---------- RECORDS FOR PROCESSING ----------

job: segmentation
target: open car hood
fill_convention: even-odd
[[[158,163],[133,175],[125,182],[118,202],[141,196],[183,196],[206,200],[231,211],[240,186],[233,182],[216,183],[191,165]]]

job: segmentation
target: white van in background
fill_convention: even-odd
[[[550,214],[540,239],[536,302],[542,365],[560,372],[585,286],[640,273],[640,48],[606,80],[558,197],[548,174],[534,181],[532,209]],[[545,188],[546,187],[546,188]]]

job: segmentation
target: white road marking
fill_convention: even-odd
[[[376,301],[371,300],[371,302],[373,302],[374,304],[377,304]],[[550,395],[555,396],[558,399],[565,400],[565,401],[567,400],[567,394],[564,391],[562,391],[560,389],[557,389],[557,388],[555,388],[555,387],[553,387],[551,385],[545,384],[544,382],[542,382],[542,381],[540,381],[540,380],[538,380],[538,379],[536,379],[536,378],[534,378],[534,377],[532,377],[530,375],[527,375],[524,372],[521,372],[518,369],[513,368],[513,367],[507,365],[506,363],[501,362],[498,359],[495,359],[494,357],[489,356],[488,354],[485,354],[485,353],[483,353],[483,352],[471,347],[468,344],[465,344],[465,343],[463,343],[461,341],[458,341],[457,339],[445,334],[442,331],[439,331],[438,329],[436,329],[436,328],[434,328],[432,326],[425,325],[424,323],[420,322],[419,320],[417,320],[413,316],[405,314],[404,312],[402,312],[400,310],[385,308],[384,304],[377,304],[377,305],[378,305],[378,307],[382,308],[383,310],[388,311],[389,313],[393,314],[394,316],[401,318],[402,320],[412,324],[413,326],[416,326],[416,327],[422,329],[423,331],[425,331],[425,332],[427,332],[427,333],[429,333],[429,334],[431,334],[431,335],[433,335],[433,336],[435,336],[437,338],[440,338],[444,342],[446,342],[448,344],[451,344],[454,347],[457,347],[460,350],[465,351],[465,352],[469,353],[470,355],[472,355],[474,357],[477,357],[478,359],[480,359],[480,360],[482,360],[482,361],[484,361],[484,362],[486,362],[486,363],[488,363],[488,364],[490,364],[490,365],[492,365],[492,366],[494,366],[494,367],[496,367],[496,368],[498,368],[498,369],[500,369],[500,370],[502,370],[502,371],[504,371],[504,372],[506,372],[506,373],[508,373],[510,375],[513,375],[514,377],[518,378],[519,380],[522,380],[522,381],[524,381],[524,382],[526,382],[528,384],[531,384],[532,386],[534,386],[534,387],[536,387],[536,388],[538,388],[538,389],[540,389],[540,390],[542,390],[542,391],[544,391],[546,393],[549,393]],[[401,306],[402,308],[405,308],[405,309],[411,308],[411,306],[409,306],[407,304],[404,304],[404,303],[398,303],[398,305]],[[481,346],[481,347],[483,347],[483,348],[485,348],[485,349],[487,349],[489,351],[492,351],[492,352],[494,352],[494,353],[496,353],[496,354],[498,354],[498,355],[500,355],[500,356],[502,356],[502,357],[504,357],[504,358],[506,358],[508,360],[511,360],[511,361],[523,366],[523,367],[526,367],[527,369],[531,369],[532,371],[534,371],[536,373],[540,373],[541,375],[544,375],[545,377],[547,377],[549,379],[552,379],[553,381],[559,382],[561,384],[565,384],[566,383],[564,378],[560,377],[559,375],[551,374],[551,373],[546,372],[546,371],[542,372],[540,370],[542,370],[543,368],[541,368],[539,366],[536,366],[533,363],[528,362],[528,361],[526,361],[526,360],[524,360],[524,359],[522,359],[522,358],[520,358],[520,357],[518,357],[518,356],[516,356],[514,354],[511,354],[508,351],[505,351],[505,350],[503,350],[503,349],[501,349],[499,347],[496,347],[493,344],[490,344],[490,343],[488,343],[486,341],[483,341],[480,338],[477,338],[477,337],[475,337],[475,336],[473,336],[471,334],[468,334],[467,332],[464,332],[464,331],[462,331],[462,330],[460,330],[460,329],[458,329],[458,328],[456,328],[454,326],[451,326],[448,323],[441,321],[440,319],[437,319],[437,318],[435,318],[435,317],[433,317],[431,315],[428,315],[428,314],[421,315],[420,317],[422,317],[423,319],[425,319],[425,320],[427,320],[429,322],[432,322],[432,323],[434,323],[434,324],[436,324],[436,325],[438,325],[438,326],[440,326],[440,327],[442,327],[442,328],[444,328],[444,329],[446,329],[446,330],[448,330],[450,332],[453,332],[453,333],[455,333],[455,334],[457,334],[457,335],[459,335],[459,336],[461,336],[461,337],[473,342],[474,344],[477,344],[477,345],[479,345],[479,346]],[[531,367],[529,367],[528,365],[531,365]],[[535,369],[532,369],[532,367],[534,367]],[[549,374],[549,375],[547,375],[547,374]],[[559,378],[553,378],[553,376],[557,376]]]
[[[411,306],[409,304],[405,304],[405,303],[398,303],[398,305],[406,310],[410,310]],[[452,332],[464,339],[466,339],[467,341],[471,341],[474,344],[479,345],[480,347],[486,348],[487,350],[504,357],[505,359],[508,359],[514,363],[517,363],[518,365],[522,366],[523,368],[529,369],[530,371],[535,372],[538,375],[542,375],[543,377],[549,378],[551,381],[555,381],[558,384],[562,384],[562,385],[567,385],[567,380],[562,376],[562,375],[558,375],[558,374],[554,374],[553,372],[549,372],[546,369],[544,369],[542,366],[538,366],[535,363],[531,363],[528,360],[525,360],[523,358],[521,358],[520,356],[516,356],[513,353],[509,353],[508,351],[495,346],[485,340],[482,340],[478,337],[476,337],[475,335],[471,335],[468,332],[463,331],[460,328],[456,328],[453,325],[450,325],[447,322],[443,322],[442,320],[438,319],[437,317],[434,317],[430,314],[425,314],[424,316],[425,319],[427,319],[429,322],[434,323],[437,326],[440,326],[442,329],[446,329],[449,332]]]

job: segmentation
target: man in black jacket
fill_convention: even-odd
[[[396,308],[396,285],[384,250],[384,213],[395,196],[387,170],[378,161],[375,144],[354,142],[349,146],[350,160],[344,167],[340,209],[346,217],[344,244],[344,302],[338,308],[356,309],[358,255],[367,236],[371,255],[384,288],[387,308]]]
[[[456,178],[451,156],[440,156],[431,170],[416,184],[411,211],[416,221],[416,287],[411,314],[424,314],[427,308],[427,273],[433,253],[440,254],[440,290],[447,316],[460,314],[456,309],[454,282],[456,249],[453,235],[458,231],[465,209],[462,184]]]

----------

PROBLEM TO SOLVE. For each line in the entries that contains the string "white", make a copy.

REPLY.
target: white van in background
target: white road marking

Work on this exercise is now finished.